Referring expression data:
+++++
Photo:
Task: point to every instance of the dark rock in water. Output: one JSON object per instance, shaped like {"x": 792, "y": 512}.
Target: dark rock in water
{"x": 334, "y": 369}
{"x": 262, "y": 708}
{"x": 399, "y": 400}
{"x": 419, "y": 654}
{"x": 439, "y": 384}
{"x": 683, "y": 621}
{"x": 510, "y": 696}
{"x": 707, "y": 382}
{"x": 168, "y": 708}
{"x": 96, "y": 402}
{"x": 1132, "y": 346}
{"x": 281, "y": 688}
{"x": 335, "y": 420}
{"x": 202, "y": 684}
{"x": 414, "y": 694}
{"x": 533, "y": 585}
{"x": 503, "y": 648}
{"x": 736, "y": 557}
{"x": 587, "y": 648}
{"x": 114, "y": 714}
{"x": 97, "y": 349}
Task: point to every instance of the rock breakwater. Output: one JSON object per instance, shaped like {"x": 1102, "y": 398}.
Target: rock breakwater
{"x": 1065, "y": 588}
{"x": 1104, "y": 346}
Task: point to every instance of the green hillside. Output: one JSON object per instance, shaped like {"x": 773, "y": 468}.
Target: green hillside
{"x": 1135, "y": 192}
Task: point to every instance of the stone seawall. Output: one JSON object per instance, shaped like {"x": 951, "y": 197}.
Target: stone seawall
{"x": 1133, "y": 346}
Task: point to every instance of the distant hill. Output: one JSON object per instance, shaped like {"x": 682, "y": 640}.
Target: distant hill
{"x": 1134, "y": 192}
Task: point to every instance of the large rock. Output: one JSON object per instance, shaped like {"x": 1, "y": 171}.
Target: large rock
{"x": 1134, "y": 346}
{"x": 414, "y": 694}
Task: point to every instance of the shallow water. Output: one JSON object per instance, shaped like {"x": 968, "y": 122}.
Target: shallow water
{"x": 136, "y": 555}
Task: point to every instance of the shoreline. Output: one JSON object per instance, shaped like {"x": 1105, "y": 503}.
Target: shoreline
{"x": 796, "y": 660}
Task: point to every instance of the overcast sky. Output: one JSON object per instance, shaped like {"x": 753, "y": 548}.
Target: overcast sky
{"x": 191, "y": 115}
+++++
EXERCISE INSTRUCTIONS:
Given the records above, reproduce precisely and only the lines between the line holding "Target: large rock" and the line holding "Task: point to every instance of the overcast", inclusive.

SOLUTION TO THIS TASK:
Target: large rock
{"x": 1134, "y": 346}
{"x": 414, "y": 694}
Task: point to every instance of the shallow water. Output: one JSON object per instance, shaped like {"x": 968, "y": 122}.
Target: shallow water
{"x": 136, "y": 555}
Task: point to every instance of the shoreline. Output: one JSON object per instance, shaped like {"x": 1105, "y": 503}.
Target: shoreline
{"x": 796, "y": 660}
Task: point to every instance of the overcast sky. Output: one JSON object per instance, shaped like {"x": 753, "y": 548}.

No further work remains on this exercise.